§ TASK DIRECTIONS: Repeat nothing but the lines below running from the one containing "positive clicks: (593, 314) (571, 318)" to the one containing "box: [564, 307, 611, 321]". Keep both end lines.

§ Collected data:
____
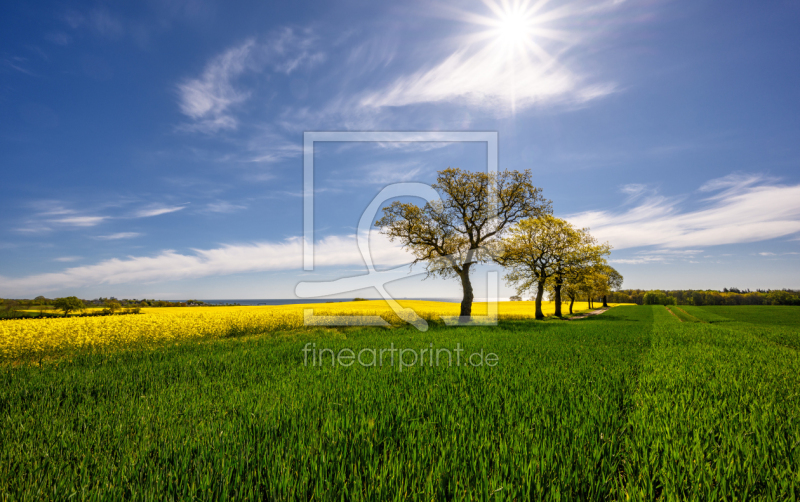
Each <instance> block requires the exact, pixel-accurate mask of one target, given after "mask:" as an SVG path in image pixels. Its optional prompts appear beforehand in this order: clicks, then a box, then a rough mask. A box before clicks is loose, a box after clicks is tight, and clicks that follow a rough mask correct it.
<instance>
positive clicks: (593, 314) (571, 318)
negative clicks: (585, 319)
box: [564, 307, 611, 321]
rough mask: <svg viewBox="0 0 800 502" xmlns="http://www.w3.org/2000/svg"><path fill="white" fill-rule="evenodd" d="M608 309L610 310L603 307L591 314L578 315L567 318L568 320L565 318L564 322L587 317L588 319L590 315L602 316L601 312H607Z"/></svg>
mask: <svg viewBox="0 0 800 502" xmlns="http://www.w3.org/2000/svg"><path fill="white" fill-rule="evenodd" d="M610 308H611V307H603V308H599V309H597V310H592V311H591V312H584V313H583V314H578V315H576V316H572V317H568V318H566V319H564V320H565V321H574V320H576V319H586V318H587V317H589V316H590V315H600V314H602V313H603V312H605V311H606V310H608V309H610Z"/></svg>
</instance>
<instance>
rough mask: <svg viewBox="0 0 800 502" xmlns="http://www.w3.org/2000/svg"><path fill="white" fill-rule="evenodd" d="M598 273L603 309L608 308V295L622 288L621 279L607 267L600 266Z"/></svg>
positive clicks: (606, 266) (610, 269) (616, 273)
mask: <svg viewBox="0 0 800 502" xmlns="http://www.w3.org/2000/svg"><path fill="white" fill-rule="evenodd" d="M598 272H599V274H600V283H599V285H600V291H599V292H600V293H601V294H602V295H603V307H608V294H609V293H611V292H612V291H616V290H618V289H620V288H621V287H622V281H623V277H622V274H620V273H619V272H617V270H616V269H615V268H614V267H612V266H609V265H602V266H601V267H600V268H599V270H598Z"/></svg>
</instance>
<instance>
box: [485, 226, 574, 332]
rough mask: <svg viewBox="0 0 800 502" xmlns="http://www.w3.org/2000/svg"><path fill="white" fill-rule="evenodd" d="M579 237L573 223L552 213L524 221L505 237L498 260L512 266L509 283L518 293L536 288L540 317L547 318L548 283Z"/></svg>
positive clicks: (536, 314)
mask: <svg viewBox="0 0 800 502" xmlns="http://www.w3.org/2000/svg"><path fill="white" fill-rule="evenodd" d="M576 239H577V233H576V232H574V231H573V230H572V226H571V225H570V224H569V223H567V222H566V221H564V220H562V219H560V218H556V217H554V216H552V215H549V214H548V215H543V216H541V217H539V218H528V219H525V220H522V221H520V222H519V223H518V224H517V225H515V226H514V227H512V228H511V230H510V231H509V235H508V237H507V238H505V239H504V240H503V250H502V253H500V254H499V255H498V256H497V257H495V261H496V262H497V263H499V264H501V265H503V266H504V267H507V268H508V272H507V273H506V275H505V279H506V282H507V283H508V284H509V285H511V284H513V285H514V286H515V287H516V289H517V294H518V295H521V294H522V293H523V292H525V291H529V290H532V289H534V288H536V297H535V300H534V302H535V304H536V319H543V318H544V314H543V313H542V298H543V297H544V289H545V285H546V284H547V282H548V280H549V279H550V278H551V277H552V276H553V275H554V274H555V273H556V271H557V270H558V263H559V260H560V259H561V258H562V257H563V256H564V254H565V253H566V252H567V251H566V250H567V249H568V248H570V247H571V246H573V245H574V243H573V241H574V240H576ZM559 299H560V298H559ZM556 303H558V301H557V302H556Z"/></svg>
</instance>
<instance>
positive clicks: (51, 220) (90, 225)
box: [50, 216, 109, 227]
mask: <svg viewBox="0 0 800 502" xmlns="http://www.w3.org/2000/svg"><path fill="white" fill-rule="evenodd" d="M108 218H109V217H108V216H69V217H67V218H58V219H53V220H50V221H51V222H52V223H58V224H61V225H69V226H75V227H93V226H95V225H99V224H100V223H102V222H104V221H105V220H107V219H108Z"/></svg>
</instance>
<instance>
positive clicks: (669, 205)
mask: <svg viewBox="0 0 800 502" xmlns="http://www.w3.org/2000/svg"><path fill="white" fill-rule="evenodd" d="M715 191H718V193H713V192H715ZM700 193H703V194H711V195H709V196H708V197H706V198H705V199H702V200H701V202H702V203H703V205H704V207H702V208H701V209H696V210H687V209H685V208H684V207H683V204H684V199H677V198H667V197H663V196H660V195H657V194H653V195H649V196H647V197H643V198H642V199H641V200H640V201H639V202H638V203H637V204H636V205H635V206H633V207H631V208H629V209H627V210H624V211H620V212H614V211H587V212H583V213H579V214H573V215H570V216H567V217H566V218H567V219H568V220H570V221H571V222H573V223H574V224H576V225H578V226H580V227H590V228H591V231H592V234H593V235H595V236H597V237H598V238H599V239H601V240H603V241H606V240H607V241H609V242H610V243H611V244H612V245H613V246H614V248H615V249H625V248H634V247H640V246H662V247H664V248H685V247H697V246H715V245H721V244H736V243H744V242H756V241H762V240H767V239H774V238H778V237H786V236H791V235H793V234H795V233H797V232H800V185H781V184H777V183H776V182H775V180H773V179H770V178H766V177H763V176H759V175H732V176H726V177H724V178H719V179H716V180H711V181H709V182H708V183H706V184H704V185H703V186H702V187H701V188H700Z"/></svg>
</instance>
____
§ EXERCISE ANSWER:
positive clicks: (593, 314) (571, 318)
negative clicks: (585, 319)
box: [564, 307, 611, 321]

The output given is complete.